» Task instructions: Please output the data exactly, minus pictures.

» Data listing:
□ □ □ □ □ □ □

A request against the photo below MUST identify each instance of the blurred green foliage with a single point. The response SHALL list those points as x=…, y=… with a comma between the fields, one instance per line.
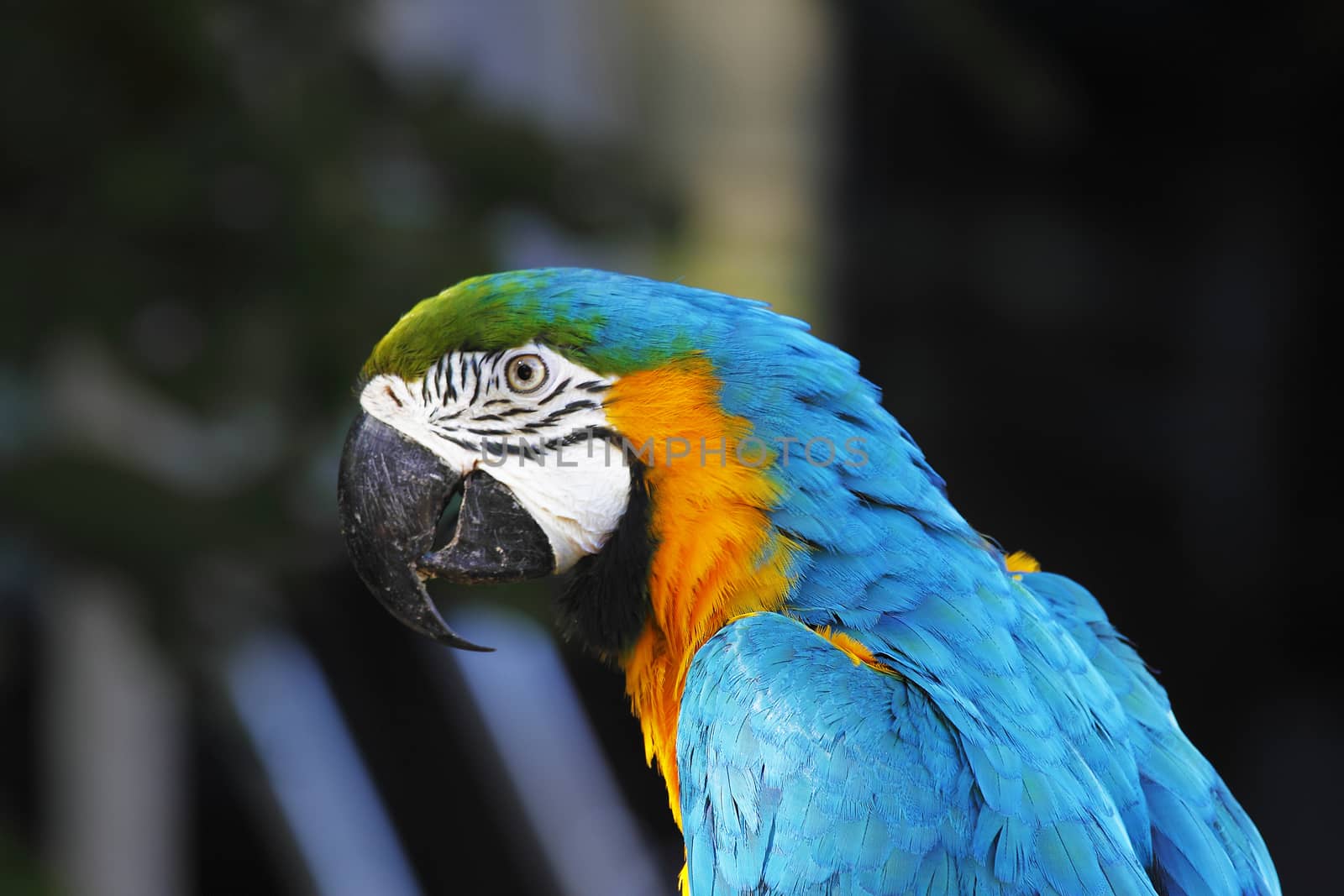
x=212, y=212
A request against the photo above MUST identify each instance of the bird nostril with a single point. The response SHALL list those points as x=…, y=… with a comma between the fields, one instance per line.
x=447, y=527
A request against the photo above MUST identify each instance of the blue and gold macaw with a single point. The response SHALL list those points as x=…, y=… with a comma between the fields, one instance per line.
x=846, y=687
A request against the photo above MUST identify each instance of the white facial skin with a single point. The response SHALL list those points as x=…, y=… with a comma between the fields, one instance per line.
x=470, y=405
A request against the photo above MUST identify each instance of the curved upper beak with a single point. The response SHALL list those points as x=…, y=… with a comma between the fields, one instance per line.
x=391, y=493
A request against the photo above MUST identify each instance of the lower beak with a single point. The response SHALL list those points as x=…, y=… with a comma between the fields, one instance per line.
x=391, y=493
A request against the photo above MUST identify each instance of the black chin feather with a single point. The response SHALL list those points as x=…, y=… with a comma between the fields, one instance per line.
x=606, y=600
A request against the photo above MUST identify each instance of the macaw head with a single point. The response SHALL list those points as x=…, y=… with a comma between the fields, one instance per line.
x=588, y=418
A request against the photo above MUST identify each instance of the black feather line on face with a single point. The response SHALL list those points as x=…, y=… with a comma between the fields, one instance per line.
x=606, y=600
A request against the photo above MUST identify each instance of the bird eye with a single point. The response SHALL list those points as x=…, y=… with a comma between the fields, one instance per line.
x=526, y=374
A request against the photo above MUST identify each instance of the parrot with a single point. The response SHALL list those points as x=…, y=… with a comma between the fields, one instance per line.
x=846, y=687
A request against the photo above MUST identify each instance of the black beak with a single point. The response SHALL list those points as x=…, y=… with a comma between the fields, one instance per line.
x=391, y=493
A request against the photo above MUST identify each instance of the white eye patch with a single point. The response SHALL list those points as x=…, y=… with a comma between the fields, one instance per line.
x=531, y=419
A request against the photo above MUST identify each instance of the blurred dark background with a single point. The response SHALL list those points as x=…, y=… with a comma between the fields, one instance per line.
x=1081, y=248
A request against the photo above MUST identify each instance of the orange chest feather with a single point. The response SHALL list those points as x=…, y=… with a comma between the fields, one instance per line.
x=717, y=555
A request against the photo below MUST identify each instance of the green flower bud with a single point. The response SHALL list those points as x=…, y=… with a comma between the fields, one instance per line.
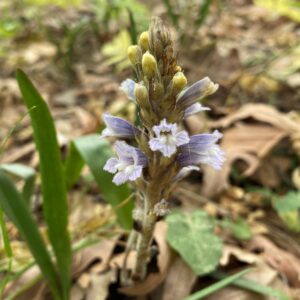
x=149, y=65
x=179, y=82
x=144, y=40
x=142, y=96
x=134, y=53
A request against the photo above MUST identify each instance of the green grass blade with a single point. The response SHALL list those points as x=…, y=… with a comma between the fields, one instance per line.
x=95, y=152
x=24, y=172
x=73, y=165
x=132, y=29
x=217, y=286
x=16, y=209
x=7, y=250
x=256, y=287
x=55, y=205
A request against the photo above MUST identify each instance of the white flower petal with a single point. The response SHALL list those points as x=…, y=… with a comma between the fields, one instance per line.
x=111, y=165
x=182, y=138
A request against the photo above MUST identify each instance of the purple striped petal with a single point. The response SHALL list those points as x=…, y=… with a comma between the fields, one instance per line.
x=202, y=149
x=167, y=138
x=129, y=164
x=195, y=92
x=194, y=109
x=118, y=127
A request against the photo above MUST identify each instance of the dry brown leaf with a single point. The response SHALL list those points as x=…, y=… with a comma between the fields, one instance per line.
x=260, y=112
x=261, y=273
x=283, y=261
x=100, y=252
x=249, y=143
x=99, y=288
x=179, y=272
x=163, y=261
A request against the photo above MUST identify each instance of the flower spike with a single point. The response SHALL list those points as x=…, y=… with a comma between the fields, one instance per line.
x=167, y=138
x=118, y=127
x=129, y=164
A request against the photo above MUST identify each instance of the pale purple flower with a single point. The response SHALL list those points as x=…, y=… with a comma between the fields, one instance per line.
x=128, y=86
x=202, y=149
x=167, y=138
x=185, y=171
x=194, y=109
x=129, y=164
x=118, y=127
x=195, y=92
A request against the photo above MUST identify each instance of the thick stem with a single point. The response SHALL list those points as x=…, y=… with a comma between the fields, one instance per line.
x=143, y=248
x=145, y=237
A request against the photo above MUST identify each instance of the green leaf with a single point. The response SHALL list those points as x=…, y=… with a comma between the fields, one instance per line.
x=217, y=286
x=95, y=151
x=16, y=209
x=24, y=172
x=7, y=250
x=288, y=208
x=55, y=205
x=193, y=237
x=73, y=165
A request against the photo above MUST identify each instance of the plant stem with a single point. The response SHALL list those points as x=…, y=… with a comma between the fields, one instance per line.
x=145, y=237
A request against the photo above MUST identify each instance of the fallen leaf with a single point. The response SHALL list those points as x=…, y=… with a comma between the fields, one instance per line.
x=249, y=143
x=179, y=272
x=283, y=261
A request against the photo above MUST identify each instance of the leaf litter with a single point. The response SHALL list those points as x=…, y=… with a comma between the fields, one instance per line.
x=257, y=110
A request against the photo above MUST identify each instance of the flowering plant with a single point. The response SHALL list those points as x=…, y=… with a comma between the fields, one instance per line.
x=155, y=155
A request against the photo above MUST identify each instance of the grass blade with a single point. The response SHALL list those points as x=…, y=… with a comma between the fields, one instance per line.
x=256, y=287
x=24, y=172
x=7, y=250
x=95, y=152
x=73, y=165
x=132, y=28
x=217, y=286
x=16, y=209
x=55, y=205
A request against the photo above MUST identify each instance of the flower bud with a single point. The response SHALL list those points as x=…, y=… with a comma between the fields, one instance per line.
x=179, y=82
x=141, y=96
x=144, y=40
x=149, y=65
x=178, y=69
x=134, y=53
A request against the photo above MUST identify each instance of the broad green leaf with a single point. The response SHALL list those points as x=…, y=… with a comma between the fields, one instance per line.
x=193, y=237
x=95, y=151
x=24, y=172
x=16, y=209
x=288, y=208
x=55, y=205
x=217, y=286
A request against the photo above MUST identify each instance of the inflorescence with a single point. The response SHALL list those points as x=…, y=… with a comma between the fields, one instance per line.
x=158, y=153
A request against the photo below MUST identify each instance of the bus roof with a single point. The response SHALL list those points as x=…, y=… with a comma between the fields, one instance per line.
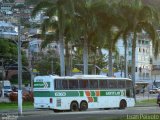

□ □ □ □ □ □ □

» Answer section:
A request against the photo below MUST identify each instance of the blurred green foliage with a single point. The response SHALL list those points as x=…, y=… with a comma between the fields, one instance per line.
x=212, y=212
A request against the photo above MUST identify each instance of the bird nostril with a single point. The response SHALL list those points as x=…, y=… with a comma between the fields, one instance per line.
x=447, y=527
A request against the photo above MUST identify each instance of the blue and gold macaw with a single point. The response SHALL list those points as x=…, y=… with a comma between the fields, one instance per line.
x=846, y=687
A request against the photo above MUST identify each instance of the white facial skin with a single point. The response SHALL list those points as x=…, y=… with a comma between the fields, one instance per line.
x=470, y=405
A request against the photo above MUST identify each instance of the curved upper beak with a single point. The response SHALL list those points as x=…, y=… with a comma between the fields, one instance per line.
x=391, y=493
A request against the photo above MUST identify each instance of the lower beak with a single point. The response SHALL list those points as x=…, y=… with a comma between the fields, one instance per line.
x=391, y=493
A request against the photo above MUST identify each instance of the black chin feather with a single point. The response SHALL list those points as x=…, y=… with a comma between the fields, one instance per line.
x=606, y=600
A request against the photo above MUST identify each instance of the macaw head with a single point. The response SHALL list those points as x=…, y=… with a comma between the fields, one instance per line.
x=588, y=418
A request against the photo above MUST identify each instance of the black feather line on face with a single point. The response SHALL list those points as x=…, y=… with a comma between the fields, one instance per line.
x=606, y=600
A request against the photo above MUST identify each instance of the bird eye with a single point. The response SHALL list those points as x=…, y=… with a comma between the fields, one instance per line.
x=526, y=374
A request against the photo above MUST identify each instance of the parrot with a single point. The response SHALL list those points as x=…, y=… with a comma between the fields, one instance per line.
x=846, y=687
A request against the photo above MUST identify each instance of the black beak with a single point. The response SHALL list those points as x=…, y=… with a comma between the fields, one instance per line.
x=391, y=493
A request against the photo above MUST identify each instance of the white eye patch with a single point. The response SHALL list those points as x=…, y=… with a comma between the fields, one instance per line.
x=531, y=419
A request against the photo above MUST identify each instance of the blurred dark background with a single point. The response SHALL list those points as x=…, y=… with a comma between the fields, one instance per line.
x=1081, y=248
A request against the photo above MUST identify each instance of the orange chest feather with a single point. The response SHALL list those points as x=…, y=… with a comma between the fields, one instance per line.
x=717, y=555
A request against the photo below MUST identify each instance of the green flower bud with a single point. The response SHALL list those points as x=…, y=… with a comma between the fields, one instance per line.
x=149, y=65
x=179, y=82
x=144, y=40
x=142, y=96
x=134, y=53
A request against the photo above MUST identify each instance of the green grass blade with a single point. The response SHALL list those points as x=…, y=… with a comma between the fields, one instance per line.
x=95, y=152
x=24, y=172
x=73, y=165
x=132, y=29
x=217, y=286
x=16, y=209
x=7, y=250
x=256, y=287
x=55, y=205
A request against the photo above MUST identify each instance of the white flower petal with a single point. The response SHALL list those points as x=…, y=… with a comma between the fields, one instance per line.
x=111, y=165
x=182, y=138
A request against the photo above MUST identify each instance of the purple striped petal with a single point. The response SHALL list those points as x=…, y=… with a comma between the fields, one instance per line.
x=202, y=149
x=167, y=138
x=129, y=164
x=195, y=92
x=194, y=109
x=118, y=127
A request against the photo above MUST identify each instance of the dry brown leaf with a single point. The response SHALL list those points as x=…, y=… with a comma between the fields, one instance per line.
x=260, y=112
x=261, y=273
x=283, y=261
x=100, y=252
x=249, y=143
x=99, y=288
x=179, y=272
x=163, y=261
A request against the photo above MUST identify each instance of the flower spike with a single point. The response SHALL list those points as x=…, y=… with a comma between the fields, one instance per line.
x=167, y=138
x=118, y=127
x=129, y=164
A request against the photo above MUST identify each instance of the pale purple flower with a single point. The response SHALL list those points as x=…, y=… with a comma between the fields, one instance per line.
x=128, y=86
x=202, y=149
x=167, y=138
x=185, y=171
x=194, y=109
x=129, y=164
x=118, y=127
x=195, y=92
A request against the photo above MUST identify each instance of the thick stem with a single point. The response SHALL list those points as x=…, y=… with a comma between the fields, one instance per line.
x=143, y=248
x=145, y=237
A request against the photo above MUST identify each instance of the green leaf with a single point. The response SHALL list those points as x=…, y=… with a comma between the fields, one instance per line.
x=217, y=286
x=95, y=151
x=16, y=209
x=24, y=172
x=7, y=250
x=288, y=208
x=55, y=205
x=193, y=237
x=73, y=165
A request against the photo above MUST identify each instance of the plant stem with a single point. The response SHALL list those points as x=…, y=… with a comma between the fields, one instance per line.
x=145, y=237
A request against the photo above MUST identify each instance of the fallen leaf with a single point. The response SHALL list those points as x=…, y=… with a comma between the fields, one instance per line.
x=249, y=143
x=179, y=272
x=283, y=261
A request against the photo above MUST identify each instance of the leaf litter with a single point. The response SHALL list those points as x=…, y=… with a comma between the fields, one instance per line.
x=257, y=110
A request against the photo above MUST identify each instance of the flowering plant with a single point. The response SHALL list those points as x=…, y=… with a comma between the fields, one instance per line.
x=155, y=155
A request against the photo above MUST identify each instance of the grass blade with a single point. The response SHALL list those points as x=…, y=… with a comma between the fields, one instance per line.
x=256, y=287
x=24, y=172
x=7, y=250
x=95, y=152
x=73, y=165
x=132, y=28
x=217, y=286
x=16, y=209
x=55, y=205
A request against the photo above MUST identify each instance of the flower bud with a single point. The response SHALL list those points as x=…, y=… with a comma between the fields, one instance per line.
x=179, y=82
x=141, y=96
x=144, y=40
x=149, y=65
x=178, y=69
x=134, y=53
A request against the photo above MUST identify each instance of the broad green leaf with a single point. The response SHALL list those points as x=…, y=… with a comma between the fields, one instance per line.
x=193, y=237
x=95, y=151
x=24, y=172
x=16, y=209
x=288, y=208
x=55, y=205
x=217, y=286
A request against the photo above MUST identify each instance of the inflorescence with a single point. The response SHALL list those points as x=…, y=… with a comma between the fields, one instance per line.
x=158, y=153
A request against the photo below MUST identify each instance of the bus roof with a single point. The response SHALL list those points as x=…, y=… with a comma between the fields, one instance per line.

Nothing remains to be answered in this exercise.